▸ **TEXT PASSAGE**
════
♈ Aries (March 21 – April 19)
That teal you swore was “in range” is now safely in another zip code. Blame the optics, not your eyes.
♉ Taurus (April 20 – May 20)
You’ll finally wash your boat for the season. Two hours later, geese will christen it from 200 feet up.
♊ Gemini (May 21 – June 20)
Your buddy will insist deer can’t smell you if you “just hunt the wind.” Meanwhile, you reek of gasoline from the chainsaw while installing your final treestand.
♋ Cancer (June 21 – July 22)
An evening squirrel hunt will turn into a full-blown owl-watching session this weekend. The stars approve the pivot.
♌ Leo (July 23 – August 22)
Your carefully mowed goose field blinds will fool no birds, but impress every neighbor driving by.
♍ Virgo (August 23 – September 22)
You’ll spend an hour debating broadhead brands, then remember you still haven’t waxed your bowstring. Priorities.
♎ Libra (September 23 – October 22)
A campfire sparks up with perfect crackle. Then a breeze carries smoke directly into your face all night. Accept the baptism.
♏ Scorpio (October 23 – November 21)
════
▸ **AVAILABLE DATA**
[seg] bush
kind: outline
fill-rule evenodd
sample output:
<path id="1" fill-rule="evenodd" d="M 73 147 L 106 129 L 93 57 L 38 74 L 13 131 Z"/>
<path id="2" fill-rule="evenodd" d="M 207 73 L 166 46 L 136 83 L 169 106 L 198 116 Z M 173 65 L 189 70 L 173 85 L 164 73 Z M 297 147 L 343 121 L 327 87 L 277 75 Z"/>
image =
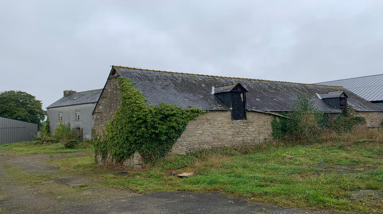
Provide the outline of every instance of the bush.
<path id="1" fill-rule="evenodd" d="M 356 116 L 349 114 L 348 116 L 341 115 L 331 124 L 332 130 L 337 132 L 350 131 L 352 128 L 357 125 L 366 124 L 366 119 L 360 116 Z"/>
<path id="2" fill-rule="evenodd" d="M 79 141 L 70 140 L 64 143 L 64 146 L 65 146 L 65 149 L 75 149 L 79 143 L 80 141 Z"/>
<path id="3" fill-rule="evenodd" d="M 281 114 L 289 119 L 275 117 L 271 122 L 274 139 L 284 139 L 286 136 L 298 141 L 312 140 L 323 128 L 328 126 L 329 114 L 319 112 L 310 97 L 299 95 L 291 111 Z"/>
<path id="4" fill-rule="evenodd" d="M 138 151 L 147 163 L 167 153 L 192 120 L 206 111 L 163 103 L 147 105 L 142 92 L 128 78 L 118 79 L 121 105 L 106 125 L 105 134 L 96 131 L 94 149 L 104 158 L 109 154 L 123 161 Z"/>
<path id="5" fill-rule="evenodd" d="M 68 123 L 60 123 L 55 129 L 55 133 L 52 135 L 52 138 L 57 143 L 61 143 L 64 145 L 69 143 L 71 141 L 77 141 L 77 136 L 74 130 L 70 129 L 70 124 Z"/>

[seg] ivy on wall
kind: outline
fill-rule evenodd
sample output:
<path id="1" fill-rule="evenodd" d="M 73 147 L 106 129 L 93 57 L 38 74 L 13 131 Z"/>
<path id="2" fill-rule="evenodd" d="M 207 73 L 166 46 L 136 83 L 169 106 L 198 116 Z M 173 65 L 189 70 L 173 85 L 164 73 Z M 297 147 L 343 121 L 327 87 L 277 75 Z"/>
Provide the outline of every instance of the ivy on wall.
<path id="1" fill-rule="evenodd" d="M 96 154 L 103 158 L 109 154 L 121 162 L 138 151 L 145 162 L 153 162 L 169 152 L 189 121 L 207 112 L 163 103 L 147 105 L 146 98 L 134 84 L 128 78 L 118 78 L 121 105 L 105 132 L 95 138 Z"/>

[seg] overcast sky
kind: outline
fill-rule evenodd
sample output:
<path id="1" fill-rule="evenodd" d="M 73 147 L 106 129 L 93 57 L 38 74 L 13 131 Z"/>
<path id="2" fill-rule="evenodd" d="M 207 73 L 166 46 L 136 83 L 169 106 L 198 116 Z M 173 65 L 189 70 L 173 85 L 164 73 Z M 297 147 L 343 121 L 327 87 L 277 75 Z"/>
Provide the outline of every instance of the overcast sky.
<path id="1" fill-rule="evenodd" d="M 112 65 L 312 83 L 382 73 L 383 1 L 0 0 L 0 91 L 45 108 Z"/>

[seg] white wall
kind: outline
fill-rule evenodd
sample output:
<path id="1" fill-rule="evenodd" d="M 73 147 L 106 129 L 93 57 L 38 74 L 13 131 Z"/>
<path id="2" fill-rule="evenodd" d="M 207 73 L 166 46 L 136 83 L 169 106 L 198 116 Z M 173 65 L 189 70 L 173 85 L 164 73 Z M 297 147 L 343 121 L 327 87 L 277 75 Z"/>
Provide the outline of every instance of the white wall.
<path id="1" fill-rule="evenodd" d="M 83 128 L 84 139 L 91 139 L 92 128 L 93 126 L 92 113 L 95 106 L 95 103 L 48 109 L 51 133 L 54 132 L 54 129 L 59 124 L 59 114 L 62 114 L 62 122 L 65 124 L 70 123 L 71 128 Z M 79 121 L 76 120 L 76 112 L 80 112 Z"/>

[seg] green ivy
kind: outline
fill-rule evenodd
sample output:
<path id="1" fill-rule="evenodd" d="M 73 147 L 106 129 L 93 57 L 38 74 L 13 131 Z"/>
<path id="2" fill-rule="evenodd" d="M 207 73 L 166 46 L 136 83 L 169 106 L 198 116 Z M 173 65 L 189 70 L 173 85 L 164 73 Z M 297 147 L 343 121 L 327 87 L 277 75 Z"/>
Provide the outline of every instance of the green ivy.
<path id="1" fill-rule="evenodd" d="M 286 136 L 304 141 L 312 139 L 323 128 L 328 126 L 330 114 L 320 112 L 310 97 L 298 95 L 291 111 L 282 113 L 290 119 L 275 117 L 271 122 L 274 139 L 283 139 Z"/>
<path id="2" fill-rule="evenodd" d="M 341 115 L 331 124 L 331 128 L 338 132 L 351 131 L 352 127 L 359 124 L 366 124 L 366 119 L 363 117 L 349 114 L 346 117 Z"/>
<path id="3" fill-rule="evenodd" d="M 163 103 L 147 105 L 134 84 L 128 78 L 118 78 L 121 104 L 105 132 L 95 138 L 95 149 L 103 158 L 110 154 L 120 162 L 138 151 L 146 163 L 153 162 L 169 152 L 189 121 L 207 111 Z"/>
════
▸ **PROMPT A**
In the outdoors horoscope, what happens to the Taurus reader's boat two hours after it gets washed?
▸ **PROMPT B**
Write the next part of the outdoors horoscope, picking up where it stops.

▸ **YOUR RESPONSE A**
Geese christen it from 200 feet up.

▸ **YOUR RESPONSE B**
The flock will circle, honk, and drift away – mocking your decoys. Stay patient. They’ll be back when you’re eating a sandwich.
♐ Sagittarius (November 22 – December 21)
While checking trail cameras, you’ll end up starring in half the photos. At least the deer will know who they’re up against.
♑ Capricorn (December 22 – January 19)
That “quiet walk in the woods” ends with burrs in your socks, cobwebs in your hair, and a porcupine sighting. Worth it.
♒ Aquarius (January 20 – February 18)
Your retriever finally nails the goose retrieve – only to parade it around like a trophy for 10 solid minutes. Let him celebrate.
♓ Pisces (February 19 – March 20)
Fishing slows to a crawl. Then, out of nowhere, a crappie blitz. Lesson: September rewards stubbornness.